## Records shown:
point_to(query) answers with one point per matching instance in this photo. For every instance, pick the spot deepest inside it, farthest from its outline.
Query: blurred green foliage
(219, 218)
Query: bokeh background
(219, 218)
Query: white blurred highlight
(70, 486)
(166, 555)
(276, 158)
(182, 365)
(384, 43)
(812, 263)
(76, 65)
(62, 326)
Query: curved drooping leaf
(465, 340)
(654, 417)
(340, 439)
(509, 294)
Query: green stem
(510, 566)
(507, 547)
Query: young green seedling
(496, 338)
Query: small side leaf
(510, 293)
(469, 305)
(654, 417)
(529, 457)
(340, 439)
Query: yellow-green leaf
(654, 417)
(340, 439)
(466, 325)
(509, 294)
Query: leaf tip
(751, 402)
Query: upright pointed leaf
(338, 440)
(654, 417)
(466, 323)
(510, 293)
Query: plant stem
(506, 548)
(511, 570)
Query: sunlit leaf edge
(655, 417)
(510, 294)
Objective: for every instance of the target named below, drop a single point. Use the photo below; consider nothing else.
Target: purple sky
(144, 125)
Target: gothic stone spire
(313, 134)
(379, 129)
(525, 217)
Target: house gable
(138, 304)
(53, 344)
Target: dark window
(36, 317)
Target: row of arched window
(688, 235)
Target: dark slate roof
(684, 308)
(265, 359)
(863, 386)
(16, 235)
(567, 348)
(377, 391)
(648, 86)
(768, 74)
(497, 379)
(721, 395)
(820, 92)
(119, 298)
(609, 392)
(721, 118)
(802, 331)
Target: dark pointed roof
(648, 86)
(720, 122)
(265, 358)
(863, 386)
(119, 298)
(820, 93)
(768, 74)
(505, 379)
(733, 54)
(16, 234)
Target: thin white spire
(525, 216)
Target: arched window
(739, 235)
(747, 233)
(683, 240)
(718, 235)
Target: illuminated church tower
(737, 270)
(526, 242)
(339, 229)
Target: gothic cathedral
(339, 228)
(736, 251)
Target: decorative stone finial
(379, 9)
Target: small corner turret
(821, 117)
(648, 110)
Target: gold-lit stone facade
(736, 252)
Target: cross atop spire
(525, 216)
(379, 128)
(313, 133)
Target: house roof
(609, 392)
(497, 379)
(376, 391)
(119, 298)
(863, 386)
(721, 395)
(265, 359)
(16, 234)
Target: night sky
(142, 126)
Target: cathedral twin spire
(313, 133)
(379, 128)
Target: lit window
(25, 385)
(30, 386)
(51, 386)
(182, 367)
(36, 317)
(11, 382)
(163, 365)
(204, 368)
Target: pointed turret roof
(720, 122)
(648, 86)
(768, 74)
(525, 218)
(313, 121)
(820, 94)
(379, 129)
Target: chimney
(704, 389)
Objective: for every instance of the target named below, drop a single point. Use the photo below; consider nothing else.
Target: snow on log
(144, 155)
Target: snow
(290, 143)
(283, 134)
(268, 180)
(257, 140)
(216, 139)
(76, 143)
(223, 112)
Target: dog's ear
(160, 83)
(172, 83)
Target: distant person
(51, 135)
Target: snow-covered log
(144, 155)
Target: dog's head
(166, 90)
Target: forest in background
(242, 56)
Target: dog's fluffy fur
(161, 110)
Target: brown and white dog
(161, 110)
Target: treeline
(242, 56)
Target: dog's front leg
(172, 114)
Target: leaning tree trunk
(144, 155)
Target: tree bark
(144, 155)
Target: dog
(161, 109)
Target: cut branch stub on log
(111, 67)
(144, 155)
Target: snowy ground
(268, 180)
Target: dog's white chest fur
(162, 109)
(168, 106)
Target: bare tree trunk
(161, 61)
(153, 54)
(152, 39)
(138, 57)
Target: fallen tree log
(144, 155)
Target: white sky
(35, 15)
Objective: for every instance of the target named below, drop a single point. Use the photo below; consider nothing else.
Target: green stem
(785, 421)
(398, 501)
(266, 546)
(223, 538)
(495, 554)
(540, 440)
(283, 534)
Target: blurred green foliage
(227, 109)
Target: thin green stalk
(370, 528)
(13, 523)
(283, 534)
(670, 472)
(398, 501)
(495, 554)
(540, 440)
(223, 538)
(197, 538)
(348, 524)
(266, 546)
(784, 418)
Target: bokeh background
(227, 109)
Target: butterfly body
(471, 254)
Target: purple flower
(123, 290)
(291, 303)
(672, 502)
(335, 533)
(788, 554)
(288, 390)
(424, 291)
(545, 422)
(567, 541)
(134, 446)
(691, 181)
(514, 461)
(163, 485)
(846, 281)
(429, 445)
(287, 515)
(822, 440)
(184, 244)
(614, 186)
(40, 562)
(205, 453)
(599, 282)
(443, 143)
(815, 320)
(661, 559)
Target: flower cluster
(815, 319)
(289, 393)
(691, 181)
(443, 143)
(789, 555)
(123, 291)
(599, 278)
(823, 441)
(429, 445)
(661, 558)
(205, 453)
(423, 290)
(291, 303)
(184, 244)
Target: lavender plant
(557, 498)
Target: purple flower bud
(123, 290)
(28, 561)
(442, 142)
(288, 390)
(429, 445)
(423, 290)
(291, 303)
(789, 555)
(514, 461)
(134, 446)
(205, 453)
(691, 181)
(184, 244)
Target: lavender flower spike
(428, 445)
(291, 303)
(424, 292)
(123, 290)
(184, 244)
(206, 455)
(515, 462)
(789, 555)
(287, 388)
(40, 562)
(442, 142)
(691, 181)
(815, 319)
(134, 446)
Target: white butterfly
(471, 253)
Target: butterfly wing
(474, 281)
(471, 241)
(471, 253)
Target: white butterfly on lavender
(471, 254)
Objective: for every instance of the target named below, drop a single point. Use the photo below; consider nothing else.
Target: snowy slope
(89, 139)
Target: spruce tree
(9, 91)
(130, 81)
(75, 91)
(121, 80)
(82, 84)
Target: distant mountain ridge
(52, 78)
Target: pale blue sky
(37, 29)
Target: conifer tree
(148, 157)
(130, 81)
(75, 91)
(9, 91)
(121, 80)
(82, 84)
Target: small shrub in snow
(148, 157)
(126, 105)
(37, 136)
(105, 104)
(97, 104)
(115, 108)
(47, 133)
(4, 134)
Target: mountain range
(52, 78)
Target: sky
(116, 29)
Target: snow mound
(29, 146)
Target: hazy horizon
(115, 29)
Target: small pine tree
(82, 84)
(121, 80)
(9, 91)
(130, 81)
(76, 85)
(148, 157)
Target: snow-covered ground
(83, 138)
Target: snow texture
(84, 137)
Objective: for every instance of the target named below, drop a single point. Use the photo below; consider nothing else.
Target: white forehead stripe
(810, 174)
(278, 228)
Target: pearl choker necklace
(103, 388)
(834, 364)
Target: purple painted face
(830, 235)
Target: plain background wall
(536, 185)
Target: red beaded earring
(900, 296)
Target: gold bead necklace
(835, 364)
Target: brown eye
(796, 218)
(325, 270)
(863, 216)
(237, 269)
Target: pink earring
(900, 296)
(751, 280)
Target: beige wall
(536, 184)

## Set problem:
Could you pull out every line from the one containing "Target: pearl choker necklace" down to the last of the rows and repeat them word for word?

## In response:
Target: pearl choker necklace
(103, 388)
(834, 364)
Target: purple painted face
(830, 235)
Target: plain background wall
(536, 185)
Target: red beaded earring
(900, 296)
Target: gold bead necklace
(835, 364)
Target: brown eye
(796, 218)
(325, 270)
(863, 216)
(237, 269)
Target: pink earring
(900, 296)
(751, 280)
Target: beige wall
(536, 184)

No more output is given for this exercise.